= SELECTION =
··········

Capabilities and know-how. Developing countries may lack the necessary technical expertise and human resources to adopt and maintain cutting-edge technology for infrastructure resilience. Building the capacity of local engineers, architect, and construction workers to implement new design innovations is essential but challenging in developing countries. Training programmes, knowledge-sharing initiatives and technology transfer partnerships are needed to address this capacity gap.
Access and availability. Access to technology and expertise may be limited in developing countries, making it difficult to acquire and implement these solutions effectively. In some locations inadequate infrastructure and connectivity may hinder the adoption and integration of advanced technology solutions.
Regulatory barriers. In some cases, outdated or rigid regulatory frameworks may pose barriers to the adoption of innovations. Streamlining approval processes and updating building codes and standards to incorporate resilient design principles can help overcome these regulatory challenges. A legal vacuum with respect to digital and other advanced technologies can also hamper their utilisation potential in developing countries.
Socio-economic factors. Socio-economic factors such as poverty, inequality and informal settlements can complicate the implementation of new design innovations in developing countries. Addressing these factors requires comprehensive approaches that consider social, economic, and cultural contexts.
Different definitions of NBS exist. OECD defines NBS as measures that protect, sustainably manage or restore nature, with the goal of maintaining or enhancing ecosystem services to address a variety of social, environmental and economic challenges. NBS can contribute to the climate resilience of infrastructure by:
Strengthening overall resilience of infrastructure networks and protecting people by complementing grey solutions. For example, around Tanzania’s capital, Dar es Salaam, a combination of NBS (restoration of 3 000 square metres [m2] of coral reefs and 1 245 ha of mangroves) and grey infrastructure (2.8 km of sea walls, groynes and sea defence structures) provide protection from sea level rise and rain-induced flooding, directly benefiting around 58 000 people (UNEP, 2022[20]).
Protecting grey infrastructure assets, ensuring their safe functioning and enhancing their operable life. In the Philippines, mangroves act as living safeguards to avert more than USD 1 billion in damage to residential and industrial infrastructure, while protecting over 600 000 people from flooding annually.
Providing flexible and adaptive solutions in the context of climate change. NBS also have the potential to recover their functions following extreme weather events. For example, coastal wetlands can migrate upwards in response to rising seas (if sea level rise is within certain limits and there is undeveloped space to expand) (Borchert et al., 2018[21]).
Estimates show that NBS for infrastructure can cost half as much as grey alternatives, while generating 28% more in added value (Bassi et al., 2021[22]). Moreover, through enhancing human well-being and the quality of life in diverse ways, NBS also provides important social co-benefits, including health outcomes. However, NBS solutions are still used largely at pilot scales. To promote wider uptake of NBS, national governments need to design innovative institutional, policy, regulatory and financial frameworks. These should enable the use of NBS by both public sector agencies and authorities, as well as private actors.
Source: Based on OECD (2024[12]), “Harnessing Nature-based Solutions for climate-resilient infrastructure” in Infrastructure for a Climate-resilient Future.

··········

= PROMPT A =
According to the passage on climate-resilient infrastructure, how many people do mangroves in the Philippines protect from flooding each year?
= PROMPT B =
Reproduce only the records from the line with "678, row 249." to the line with "column 552, row 219", substituting "pin" for "marker" and leaving everything else unchanged.
The records that follow are unrelated to the passage on climate-resilient infrastructure.

= DATA EXCERPTS =

··········

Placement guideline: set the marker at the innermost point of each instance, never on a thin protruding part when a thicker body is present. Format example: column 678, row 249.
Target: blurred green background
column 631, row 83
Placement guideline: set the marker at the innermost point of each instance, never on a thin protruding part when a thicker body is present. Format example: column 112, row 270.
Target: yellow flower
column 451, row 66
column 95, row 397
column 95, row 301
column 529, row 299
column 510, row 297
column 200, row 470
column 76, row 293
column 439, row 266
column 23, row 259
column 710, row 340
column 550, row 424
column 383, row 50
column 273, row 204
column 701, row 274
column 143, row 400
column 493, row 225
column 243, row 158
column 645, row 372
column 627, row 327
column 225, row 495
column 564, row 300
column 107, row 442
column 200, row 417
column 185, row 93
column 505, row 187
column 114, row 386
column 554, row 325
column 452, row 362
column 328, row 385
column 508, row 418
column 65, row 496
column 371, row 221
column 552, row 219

··········

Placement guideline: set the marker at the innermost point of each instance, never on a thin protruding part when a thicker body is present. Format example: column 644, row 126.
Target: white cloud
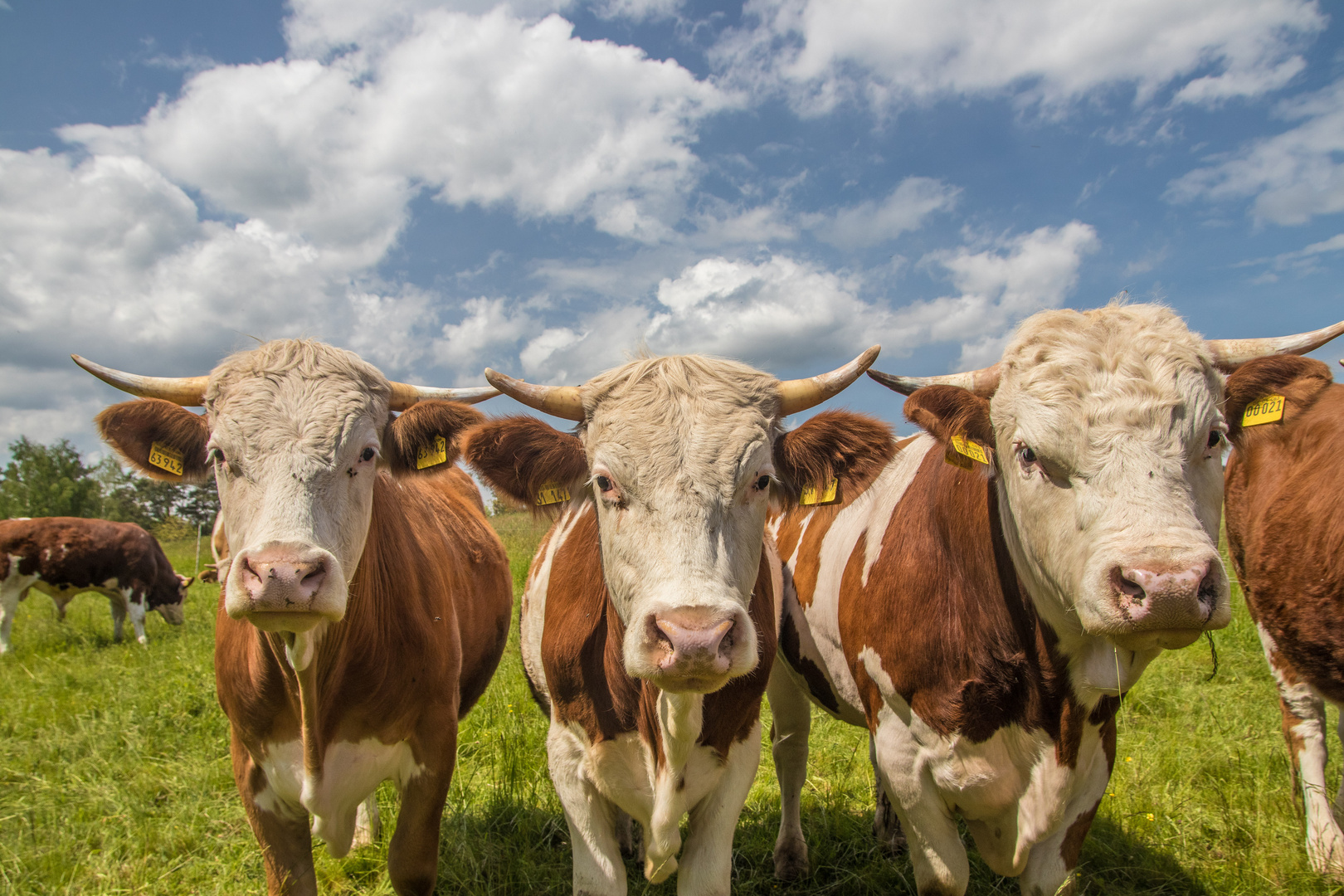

··········

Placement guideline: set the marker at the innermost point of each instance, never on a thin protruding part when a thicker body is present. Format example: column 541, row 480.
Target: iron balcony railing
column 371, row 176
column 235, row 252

··········

= RESPONSE A =
Over 600 000 people.

= RESPONSE B =
Placement guideline: set the pin at the innermost point of each instance, never on a thin protruding part when a thicker body is present. Format example: column 678, row 249.
Target: blurred green background
column 631, row 83
Placement guideline: set the pin at the innermost point of each instance, never on a thin protruding part when a thicker body is present. Format example: column 112, row 270.
Target: yellow flower
column 451, row 66
column 95, row 397
column 95, row 301
column 529, row 299
column 510, row 297
column 200, row 470
column 76, row 293
column 439, row 266
column 23, row 259
column 710, row 340
column 550, row 424
column 383, row 50
column 273, row 204
column 701, row 274
column 143, row 400
column 493, row 225
column 243, row 158
column 645, row 372
column 627, row 327
column 225, row 495
column 564, row 300
column 107, row 442
column 200, row 417
column 185, row 93
column 505, row 187
column 114, row 386
column 554, row 325
column 452, row 362
column 328, row 385
column 508, row 418
column 65, row 496
column 371, row 221
column 552, row 219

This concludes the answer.